::: Entries shown

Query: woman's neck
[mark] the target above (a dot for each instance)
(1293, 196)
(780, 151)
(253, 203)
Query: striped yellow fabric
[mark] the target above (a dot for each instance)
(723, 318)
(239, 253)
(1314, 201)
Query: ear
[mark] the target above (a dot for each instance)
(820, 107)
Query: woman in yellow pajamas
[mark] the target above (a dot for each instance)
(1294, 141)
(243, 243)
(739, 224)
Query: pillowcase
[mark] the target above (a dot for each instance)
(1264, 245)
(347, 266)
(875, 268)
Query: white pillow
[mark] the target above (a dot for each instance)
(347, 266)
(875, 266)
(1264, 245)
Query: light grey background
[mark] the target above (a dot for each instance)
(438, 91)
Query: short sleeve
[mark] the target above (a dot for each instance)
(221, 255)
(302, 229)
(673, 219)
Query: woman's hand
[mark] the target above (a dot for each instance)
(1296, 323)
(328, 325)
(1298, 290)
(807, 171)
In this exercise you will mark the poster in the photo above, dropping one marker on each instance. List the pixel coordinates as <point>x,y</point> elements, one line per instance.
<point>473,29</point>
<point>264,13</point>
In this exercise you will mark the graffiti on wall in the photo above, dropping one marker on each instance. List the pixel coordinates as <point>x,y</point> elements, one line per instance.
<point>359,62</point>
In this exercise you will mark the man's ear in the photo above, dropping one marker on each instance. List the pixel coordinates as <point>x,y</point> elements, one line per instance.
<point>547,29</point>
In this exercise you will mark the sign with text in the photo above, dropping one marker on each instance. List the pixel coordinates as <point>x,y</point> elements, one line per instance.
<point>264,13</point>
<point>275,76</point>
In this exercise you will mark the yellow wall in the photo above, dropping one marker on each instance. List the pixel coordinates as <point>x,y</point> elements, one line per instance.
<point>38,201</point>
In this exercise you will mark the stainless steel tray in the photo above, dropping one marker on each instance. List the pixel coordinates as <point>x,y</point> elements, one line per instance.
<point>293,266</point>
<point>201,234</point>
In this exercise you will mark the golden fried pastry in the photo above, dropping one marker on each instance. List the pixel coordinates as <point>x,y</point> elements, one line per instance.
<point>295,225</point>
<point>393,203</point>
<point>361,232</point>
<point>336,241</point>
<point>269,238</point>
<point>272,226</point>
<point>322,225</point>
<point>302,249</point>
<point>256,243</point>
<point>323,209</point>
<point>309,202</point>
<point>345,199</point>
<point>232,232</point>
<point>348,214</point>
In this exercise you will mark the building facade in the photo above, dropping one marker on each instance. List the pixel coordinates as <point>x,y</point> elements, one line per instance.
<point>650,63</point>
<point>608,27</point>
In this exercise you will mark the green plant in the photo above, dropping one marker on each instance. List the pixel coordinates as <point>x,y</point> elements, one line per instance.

::::::

Set task:
Turn the stretch of the data from the line containing "Query: light grey background" through the line containing "<point>359,62</point>" into a JSON list of strings, one string per line, with blank lines left out.

Correct result:
[
  "Query: light grey background",
  "[mark] the target above (a dot for each instance)",
  "(438, 91)",
  "Query: short sleeve",
  "[mark] the target above (a dot for each instance)",
  "(221, 255)",
  "(302, 229)",
  "(673, 219)",
  "Query: woman's hand",
  "[mark] the target above (a dot for each instance)",
  "(1296, 323)",
  "(328, 325)",
  "(1298, 290)",
  "(807, 171)",
  "In this exercise you will mark the poster in the photo above, dropping one marker on each instance. List the pixel coordinates as <point>x,y</point> elements, one line per instance.",
  "<point>473,29</point>",
  "<point>264,13</point>",
  "In this exercise you will mark the graffiti on wall in the photo above, dropping one marker on each instance. List the pixel coordinates as <point>x,y</point> elements, one line per instance.",
  "<point>359,62</point>"
]